■ Activity:
Within the material below, transcribe exactly the lines from the one holding "Where can you find the floor?" through the one holding "<point>127,65</point>", keeping both ends and skipping the rest.

--- Provided data Enclosed Below ---

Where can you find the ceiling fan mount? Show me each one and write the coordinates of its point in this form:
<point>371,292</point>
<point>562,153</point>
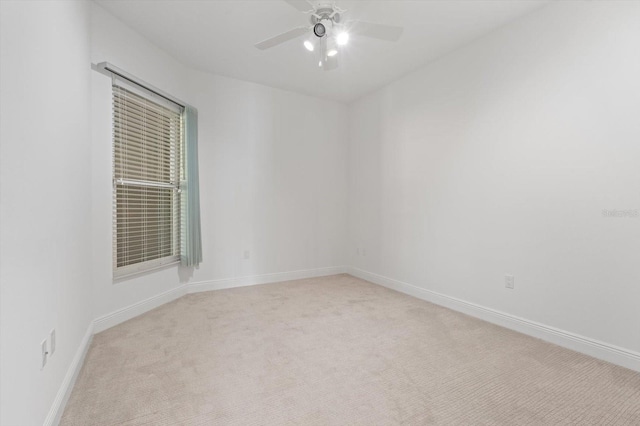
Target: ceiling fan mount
<point>327,25</point>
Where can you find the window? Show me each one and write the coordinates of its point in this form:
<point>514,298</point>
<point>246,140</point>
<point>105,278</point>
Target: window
<point>147,172</point>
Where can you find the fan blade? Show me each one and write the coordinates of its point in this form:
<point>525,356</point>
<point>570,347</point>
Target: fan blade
<point>281,38</point>
<point>300,5</point>
<point>331,63</point>
<point>379,31</point>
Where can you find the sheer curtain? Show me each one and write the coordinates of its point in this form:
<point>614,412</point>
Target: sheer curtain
<point>191,253</point>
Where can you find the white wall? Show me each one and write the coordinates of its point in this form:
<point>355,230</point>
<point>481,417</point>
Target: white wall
<point>273,172</point>
<point>500,158</point>
<point>273,179</point>
<point>45,219</point>
<point>114,42</point>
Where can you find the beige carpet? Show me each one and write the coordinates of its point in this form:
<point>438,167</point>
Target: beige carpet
<point>337,351</point>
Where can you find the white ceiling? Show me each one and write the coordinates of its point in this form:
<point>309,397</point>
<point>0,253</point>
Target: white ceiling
<point>218,37</point>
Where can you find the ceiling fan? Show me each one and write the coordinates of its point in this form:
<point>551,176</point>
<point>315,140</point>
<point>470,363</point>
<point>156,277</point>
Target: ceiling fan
<point>328,32</point>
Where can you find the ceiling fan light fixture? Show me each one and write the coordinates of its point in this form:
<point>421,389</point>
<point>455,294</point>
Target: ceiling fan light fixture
<point>342,38</point>
<point>319,29</point>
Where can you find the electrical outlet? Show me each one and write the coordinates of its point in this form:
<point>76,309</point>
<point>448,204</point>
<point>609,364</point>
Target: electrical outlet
<point>52,339</point>
<point>509,281</point>
<point>43,349</point>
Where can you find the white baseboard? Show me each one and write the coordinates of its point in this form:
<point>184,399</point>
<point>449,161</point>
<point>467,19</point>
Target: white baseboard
<point>64,392</point>
<point>597,349</point>
<point>132,311</point>
<point>263,279</point>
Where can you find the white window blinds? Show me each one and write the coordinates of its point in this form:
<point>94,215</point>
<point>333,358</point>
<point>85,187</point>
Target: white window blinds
<point>148,168</point>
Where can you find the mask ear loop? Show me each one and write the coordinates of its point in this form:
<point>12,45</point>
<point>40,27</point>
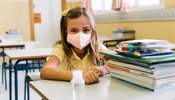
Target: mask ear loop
<point>94,47</point>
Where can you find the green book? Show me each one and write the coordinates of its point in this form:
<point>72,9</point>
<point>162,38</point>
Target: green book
<point>145,62</point>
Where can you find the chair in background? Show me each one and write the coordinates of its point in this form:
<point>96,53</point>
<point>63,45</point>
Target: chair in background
<point>2,54</point>
<point>36,64</point>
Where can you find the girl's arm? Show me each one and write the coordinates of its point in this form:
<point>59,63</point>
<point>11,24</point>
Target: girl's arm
<point>50,70</point>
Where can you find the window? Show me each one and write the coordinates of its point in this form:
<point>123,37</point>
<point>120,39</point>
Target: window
<point>101,5</point>
<point>106,5</point>
<point>143,4</point>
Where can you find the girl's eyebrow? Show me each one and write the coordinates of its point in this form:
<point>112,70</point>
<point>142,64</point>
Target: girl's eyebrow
<point>72,28</point>
<point>86,27</point>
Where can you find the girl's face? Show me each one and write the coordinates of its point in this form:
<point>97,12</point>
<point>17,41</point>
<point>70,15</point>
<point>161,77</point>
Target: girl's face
<point>80,24</point>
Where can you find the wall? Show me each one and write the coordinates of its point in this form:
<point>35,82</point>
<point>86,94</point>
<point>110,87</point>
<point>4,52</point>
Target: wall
<point>14,14</point>
<point>50,16</point>
<point>149,29</point>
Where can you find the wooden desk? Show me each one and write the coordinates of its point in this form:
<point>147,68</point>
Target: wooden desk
<point>107,89</point>
<point>23,55</point>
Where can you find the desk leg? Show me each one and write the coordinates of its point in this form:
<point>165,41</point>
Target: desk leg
<point>3,61</point>
<point>10,80</point>
<point>16,79</point>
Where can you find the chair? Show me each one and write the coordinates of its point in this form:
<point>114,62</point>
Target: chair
<point>4,67</point>
<point>34,75</point>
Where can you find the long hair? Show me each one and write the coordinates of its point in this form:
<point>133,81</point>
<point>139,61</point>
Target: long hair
<point>93,47</point>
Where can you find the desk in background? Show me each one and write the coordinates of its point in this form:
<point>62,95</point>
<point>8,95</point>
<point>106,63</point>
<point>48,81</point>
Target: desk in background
<point>112,42</point>
<point>107,89</point>
<point>23,55</point>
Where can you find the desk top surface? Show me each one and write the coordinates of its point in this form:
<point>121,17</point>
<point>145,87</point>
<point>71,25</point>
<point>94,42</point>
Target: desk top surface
<point>28,53</point>
<point>12,44</point>
<point>107,89</point>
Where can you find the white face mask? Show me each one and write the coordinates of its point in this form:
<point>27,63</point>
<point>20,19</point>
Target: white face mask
<point>79,40</point>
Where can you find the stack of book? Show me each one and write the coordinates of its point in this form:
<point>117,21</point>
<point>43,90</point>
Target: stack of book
<point>153,71</point>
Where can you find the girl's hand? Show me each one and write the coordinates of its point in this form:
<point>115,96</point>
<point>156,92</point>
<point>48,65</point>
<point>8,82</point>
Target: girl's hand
<point>90,77</point>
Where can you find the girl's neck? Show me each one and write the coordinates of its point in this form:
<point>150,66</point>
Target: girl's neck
<point>80,53</point>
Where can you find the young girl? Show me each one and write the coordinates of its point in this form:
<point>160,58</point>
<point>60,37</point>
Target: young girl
<point>79,49</point>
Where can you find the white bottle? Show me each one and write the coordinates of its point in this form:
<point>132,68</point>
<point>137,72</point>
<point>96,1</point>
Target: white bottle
<point>78,84</point>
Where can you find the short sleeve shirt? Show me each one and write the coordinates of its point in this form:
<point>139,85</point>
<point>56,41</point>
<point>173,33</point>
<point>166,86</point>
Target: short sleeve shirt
<point>81,64</point>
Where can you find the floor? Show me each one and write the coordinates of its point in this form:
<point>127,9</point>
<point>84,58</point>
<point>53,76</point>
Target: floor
<point>4,94</point>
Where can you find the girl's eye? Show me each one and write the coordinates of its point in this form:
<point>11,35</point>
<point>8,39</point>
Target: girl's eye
<point>73,31</point>
<point>86,30</point>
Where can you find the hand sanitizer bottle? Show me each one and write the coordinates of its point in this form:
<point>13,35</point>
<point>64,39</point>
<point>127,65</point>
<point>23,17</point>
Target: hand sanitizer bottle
<point>78,84</point>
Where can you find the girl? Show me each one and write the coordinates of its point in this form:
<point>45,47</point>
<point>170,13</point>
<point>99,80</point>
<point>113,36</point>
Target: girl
<point>79,49</point>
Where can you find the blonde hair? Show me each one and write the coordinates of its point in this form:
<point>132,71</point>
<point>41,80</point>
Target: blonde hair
<point>73,14</point>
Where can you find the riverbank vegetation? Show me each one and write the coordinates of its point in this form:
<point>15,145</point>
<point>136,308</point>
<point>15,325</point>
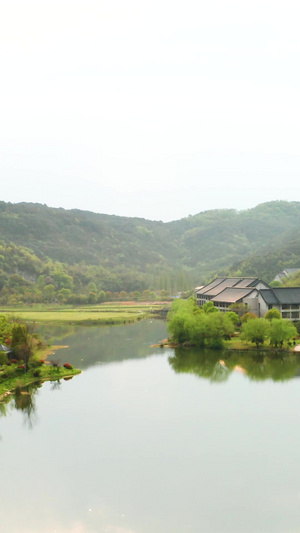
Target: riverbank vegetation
<point>20,362</point>
<point>191,325</point>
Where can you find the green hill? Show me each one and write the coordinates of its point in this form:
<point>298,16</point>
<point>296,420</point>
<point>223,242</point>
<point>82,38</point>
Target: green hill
<point>97,252</point>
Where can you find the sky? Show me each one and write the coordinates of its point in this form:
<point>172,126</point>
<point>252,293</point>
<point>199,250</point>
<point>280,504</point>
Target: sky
<point>155,109</point>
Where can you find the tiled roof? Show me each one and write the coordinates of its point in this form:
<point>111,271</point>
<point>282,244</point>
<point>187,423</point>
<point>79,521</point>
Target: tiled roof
<point>232,294</point>
<point>281,295</point>
<point>219,284</point>
<point>247,282</point>
<point>269,296</point>
<point>214,283</point>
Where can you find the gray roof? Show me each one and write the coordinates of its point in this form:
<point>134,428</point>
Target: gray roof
<point>210,285</point>
<point>281,295</point>
<point>218,285</point>
<point>291,270</point>
<point>228,282</point>
<point>233,294</point>
<point>247,282</point>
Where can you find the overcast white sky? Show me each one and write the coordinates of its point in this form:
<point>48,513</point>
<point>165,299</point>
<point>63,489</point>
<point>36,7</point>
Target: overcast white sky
<point>157,109</point>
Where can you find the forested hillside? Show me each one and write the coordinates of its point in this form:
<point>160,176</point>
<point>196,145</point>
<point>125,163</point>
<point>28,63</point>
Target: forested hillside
<point>45,251</point>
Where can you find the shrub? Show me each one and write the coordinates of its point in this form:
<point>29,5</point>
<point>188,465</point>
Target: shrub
<point>68,366</point>
<point>3,358</point>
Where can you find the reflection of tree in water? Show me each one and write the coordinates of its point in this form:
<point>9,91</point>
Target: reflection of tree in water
<point>204,363</point>
<point>24,399</point>
<point>217,366</point>
<point>88,346</point>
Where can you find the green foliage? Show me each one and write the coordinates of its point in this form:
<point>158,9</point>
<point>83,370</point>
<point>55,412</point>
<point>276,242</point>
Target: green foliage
<point>234,317</point>
<point>45,251</point>
<point>248,316</point>
<point>187,323</point>
<point>272,313</point>
<point>209,307</point>
<point>281,331</point>
<point>256,330</point>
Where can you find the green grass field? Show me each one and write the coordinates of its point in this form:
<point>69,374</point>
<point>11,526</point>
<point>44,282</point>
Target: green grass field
<point>113,313</point>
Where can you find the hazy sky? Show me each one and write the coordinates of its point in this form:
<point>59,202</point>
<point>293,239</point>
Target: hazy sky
<point>158,109</point>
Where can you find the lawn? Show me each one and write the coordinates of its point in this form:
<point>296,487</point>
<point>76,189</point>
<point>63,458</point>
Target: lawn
<point>113,313</point>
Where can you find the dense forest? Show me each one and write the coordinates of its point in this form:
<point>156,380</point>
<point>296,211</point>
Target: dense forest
<point>75,256</point>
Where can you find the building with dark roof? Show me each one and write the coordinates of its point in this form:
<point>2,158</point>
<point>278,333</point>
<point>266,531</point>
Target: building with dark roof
<point>285,299</point>
<point>226,291</point>
<point>253,292</point>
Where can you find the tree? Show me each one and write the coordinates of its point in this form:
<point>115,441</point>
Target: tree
<point>239,308</point>
<point>209,307</point>
<point>272,313</point>
<point>22,342</point>
<point>256,330</point>
<point>248,316</point>
<point>281,331</point>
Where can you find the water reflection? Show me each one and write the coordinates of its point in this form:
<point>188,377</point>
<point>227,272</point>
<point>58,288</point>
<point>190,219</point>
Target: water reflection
<point>88,346</point>
<point>22,399</point>
<point>218,366</point>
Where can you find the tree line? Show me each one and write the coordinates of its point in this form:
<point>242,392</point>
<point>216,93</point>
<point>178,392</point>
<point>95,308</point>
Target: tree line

--- End of Enclosed Provided data ---

■ Task answer:
Where can you find the floor? Show me each one and write the coordinates of its point in this form:
<point>127,9</point>
<point>84,58</point>
<point>53,76</point>
Target: floor
<point>4,94</point>
Where can you find the girl's eye? Show me each one and write the coordinates of its point in this form:
<point>11,35</point>
<point>8,39</point>
Target: girl's eye
<point>73,31</point>
<point>86,30</point>
Where can you find the hand sanitizer bottle? Show me each one and write the coordinates of its point in this form:
<point>13,35</point>
<point>64,39</point>
<point>127,65</point>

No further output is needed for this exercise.